§ **Exercise instructions**
Type out the complete listing below word for word, without its pictures.

§ **Excerpted records**
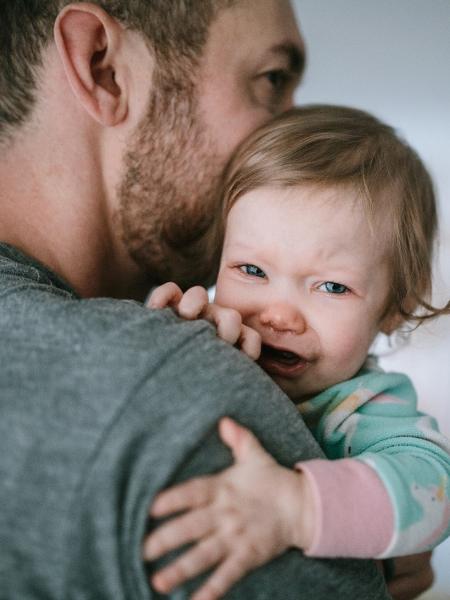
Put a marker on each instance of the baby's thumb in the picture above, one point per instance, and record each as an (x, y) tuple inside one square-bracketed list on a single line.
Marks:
[(241, 441)]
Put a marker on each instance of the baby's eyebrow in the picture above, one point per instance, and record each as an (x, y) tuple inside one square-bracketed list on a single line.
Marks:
[(296, 57)]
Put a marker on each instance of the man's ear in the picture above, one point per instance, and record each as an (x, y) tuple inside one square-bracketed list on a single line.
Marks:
[(391, 322), (89, 43)]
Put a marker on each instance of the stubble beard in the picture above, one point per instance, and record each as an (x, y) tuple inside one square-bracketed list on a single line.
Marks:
[(169, 198)]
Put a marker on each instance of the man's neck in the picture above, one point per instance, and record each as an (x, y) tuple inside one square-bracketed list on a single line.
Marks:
[(55, 211)]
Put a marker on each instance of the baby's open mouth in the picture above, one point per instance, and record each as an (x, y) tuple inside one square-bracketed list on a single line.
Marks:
[(285, 357)]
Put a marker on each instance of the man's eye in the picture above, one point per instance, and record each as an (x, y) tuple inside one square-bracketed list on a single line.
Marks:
[(252, 270), (331, 287), (273, 88)]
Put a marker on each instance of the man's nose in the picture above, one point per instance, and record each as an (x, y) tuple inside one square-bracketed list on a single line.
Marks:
[(282, 316)]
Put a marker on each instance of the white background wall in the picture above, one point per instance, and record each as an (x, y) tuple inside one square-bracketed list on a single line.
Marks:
[(392, 57)]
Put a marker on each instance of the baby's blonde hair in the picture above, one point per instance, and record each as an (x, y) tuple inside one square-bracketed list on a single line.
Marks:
[(341, 146)]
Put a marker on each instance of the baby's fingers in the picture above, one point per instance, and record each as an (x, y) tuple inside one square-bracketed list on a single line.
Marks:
[(192, 494), (168, 294), (198, 559), (228, 322), (194, 303), (188, 528), (225, 576)]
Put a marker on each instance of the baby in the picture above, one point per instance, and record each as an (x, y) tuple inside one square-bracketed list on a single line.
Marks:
[(330, 222)]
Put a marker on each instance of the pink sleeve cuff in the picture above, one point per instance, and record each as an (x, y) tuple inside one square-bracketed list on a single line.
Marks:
[(354, 515)]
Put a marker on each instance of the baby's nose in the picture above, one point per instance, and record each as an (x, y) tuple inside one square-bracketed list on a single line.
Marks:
[(282, 316)]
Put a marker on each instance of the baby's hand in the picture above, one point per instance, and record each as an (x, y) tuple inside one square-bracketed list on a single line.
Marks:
[(238, 519), (194, 304)]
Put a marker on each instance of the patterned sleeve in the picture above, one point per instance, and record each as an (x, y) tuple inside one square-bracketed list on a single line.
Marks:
[(374, 419)]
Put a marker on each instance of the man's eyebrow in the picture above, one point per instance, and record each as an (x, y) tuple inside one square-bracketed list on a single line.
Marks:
[(295, 54)]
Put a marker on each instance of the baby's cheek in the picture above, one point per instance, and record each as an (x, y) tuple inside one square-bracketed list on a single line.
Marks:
[(349, 352)]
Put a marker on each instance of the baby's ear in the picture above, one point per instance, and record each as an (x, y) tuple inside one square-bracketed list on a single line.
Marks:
[(391, 321)]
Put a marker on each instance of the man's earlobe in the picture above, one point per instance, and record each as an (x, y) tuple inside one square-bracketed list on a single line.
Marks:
[(88, 42), (391, 322)]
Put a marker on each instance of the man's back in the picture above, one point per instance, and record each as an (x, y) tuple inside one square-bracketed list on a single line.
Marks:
[(102, 401)]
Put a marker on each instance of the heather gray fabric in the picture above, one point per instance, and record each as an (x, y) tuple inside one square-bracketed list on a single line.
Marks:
[(102, 404)]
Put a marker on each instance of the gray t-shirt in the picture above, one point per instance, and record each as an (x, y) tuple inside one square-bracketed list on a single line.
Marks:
[(103, 403)]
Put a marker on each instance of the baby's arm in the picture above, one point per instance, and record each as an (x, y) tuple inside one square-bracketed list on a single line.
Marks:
[(239, 519), (372, 424), (194, 304)]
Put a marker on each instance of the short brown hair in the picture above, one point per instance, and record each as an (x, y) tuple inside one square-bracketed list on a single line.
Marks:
[(336, 145), (176, 29)]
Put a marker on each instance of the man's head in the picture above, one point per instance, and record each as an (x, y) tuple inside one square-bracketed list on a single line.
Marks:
[(219, 69)]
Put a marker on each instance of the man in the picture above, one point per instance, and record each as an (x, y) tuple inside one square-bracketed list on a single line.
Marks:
[(115, 123)]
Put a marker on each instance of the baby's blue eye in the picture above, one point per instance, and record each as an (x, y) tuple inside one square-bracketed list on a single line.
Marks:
[(331, 287), (252, 270)]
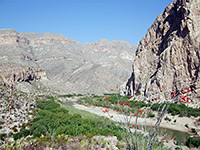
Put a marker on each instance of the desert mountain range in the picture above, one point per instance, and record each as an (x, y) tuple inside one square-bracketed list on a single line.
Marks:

§ **Completed task**
Put a marker on each instance of the baby's thumb in the picture above, one point per instance, and record each as an (x, y) tuple inside one square-bracketed list on a single line.
Marks:
[(241, 441)]
Put a marker on each instance of the baby's eyebrow in the picture above, one point per instance, and record each as an (x, y) tuple inside one square-bracketed list on a single line.
Marks:
[(296, 57)]
Put a marker on each instance of the man's ear in the picture above, one point per instance, and record each as an (x, y) tuple inside one square-bracketed list on a single line.
Marks:
[(391, 322), (89, 43)]
Put a marker on each instance of the stubble beard in the picture above, one point per instance, and record each as an (x, y) tuple inside one square-bracketed list on a single line.
Marks:
[(169, 198)]
Put a marker on each instance of the man's neck in the picture above, one point per instance, and record each as an (x, y) tuple inside one square-bracketed list on a single line.
Marks:
[(55, 211)]
Put a marker on each instance of the baby's open mouth in the picture above, one point per instance, and record each as an (x, y) tuple inside one square-bracketed list on a single line.
Marks:
[(285, 357)]
Put a marker on each instance of the man's eye in the picture above, one point per instance, and record each as an (x, y) tuple inside one square-bracketed list on a single line.
Marks:
[(252, 270), (331, 287), (273, 88)]
Put a marker on each instance of the man's nose in the picture above, one point per instance, and record each as an (x, y) tuple inside one square-bracketed list on a single line.
Marks:
[(282, 316)]
Put a marker on each instance of the white background wall in the picture above, one point per instance, and record each as an (x, y) tuple inside one square-bracketed list on a single line.
Marks:
[(392, 57)]
Put a marker on each instance of the baby's blonde hair in the picture above, one point per instance, and record each as an (x, y) tuple inside one square-bracketed list on a single line.
Marks:
[(341, 146)]
Put a marker on each instance of the baby's fingers in the picture above, one point per instance, and record each as an (x, y) tuple inside one square-bracketed list on a single line.
Marks:
[(192, 494), (168, 294), (198, 559), (228, 322), (194, 303), (188, 528), (225, 576)]
Put a marker on each instance of the baby in the picture above, one point per instance, and record each as an (x, y) tuple inside one square-bracketed list on a single line.
Marks:
[(330, 222)]
Put a marker on each instance of the pink sleeve cuff in the picture above, one point per instance, and record each as an (x, y) tuple inside one square-bracketed list on a single line.
Marks:
[(354, 515)]
Put a marker on each instance of the baby's nose in the picture above, one point per instance, and record each as an (x, y) tuple inside one square-bracketed list on a single line.
Marks:
[(282, 316)]
Put a marker on each instance of the baby's hand in the picture above, one point per instance, and record each as an (x, y) tuple inside one square-bracketed list on a single line.
Marks:
[(238, 519), (194, 304)]
Put a marker on each instance of the patterned sleeve in the picture above, one point per instance, and record each as an (x, y) tuple inside one square-bracketed list on a single line.
Marks:
[(374, 419)]
Put a marker on each instance of the man's eyebrow in the picture above, one point per instance, and record each as an (x, y) tuple inside one square-bracketed list on a single line.
Marks:
[(295, 54)]
Put a marker on each instance of the baby's cheek in the picture above, one point per instance, and record each as an (x, y) tuple inside one square-bracketed list on a single line.
Marks:
[(349, 352)]
Put a marker on each instance of the baby's ear in the picture above, one point per instance, and record each as an (x, y) tuple inside one square-bracketed list on a single line.
Marks:
[(391, 321)]
Put a marker on each instance of the man's earlobe in the picture above, one point per instance, and record each as an (x, y) tuple inside one square-bracketed list on a single line.
Marks:
[(88, 42), (391, 322)]
Put a marker on each instance of the man's back in the picture above, one point per instance, and record each as an (x, y) tuple inside one square-bracketed list on a single line.
Marks:
[(102, 401)]
Put a marker on each instance of the heather gray fabric in the picture above, one point per instance, and record each as an (x, y) tuple inside one square-bracketed list on a single line.
Marks:
[(102, 404)]
Put a marker on each instance of the gray t-shirt in the picture above, one point per instance, and record each as an (x, y) tuple inside one square-bracketed list on a single line.
Marks:
[(103, 403)]
Put a marker on each instance of the baby's arm in the picture above, one point per instance, and record each as an (x, y) tuple inside one square-bracketed list on a single line.
Marks:
[(239, 519), (372, 424), (194, 304)]
Put a marker on each instance of the short brown hair in the picture above, one point per instance, and record each as an (x, y) tuple inside one square-bracketed list on a single line.
Marks:
[(336, 145), (176, 29)]
Put a marker on each instance of the man's head in the picture above, one point per instance, and record each as an (x, y) tuple inside one square-bracketed list on a single line.
Marks:
[(219, 69)]
Put a marker on each instance of the man in the picture above, one point per instance, and record each as an (x, y) tuple inside one square-bracketed list on a single line.
Marks:
[(115, 123)]
Put a marker on each instance of the baby's blue eye in the picture above, one point per instance, and record each as an (x, y) tuple inside one square-bracketed list on a single line.
Marks:
[(331, 287), (252, 270)]
Put a marker on each instance of the desert mountain range in the picture above, one point per instance, and record each as an (x, y) tuple inside one square-bracketed list on a single line.
Marks:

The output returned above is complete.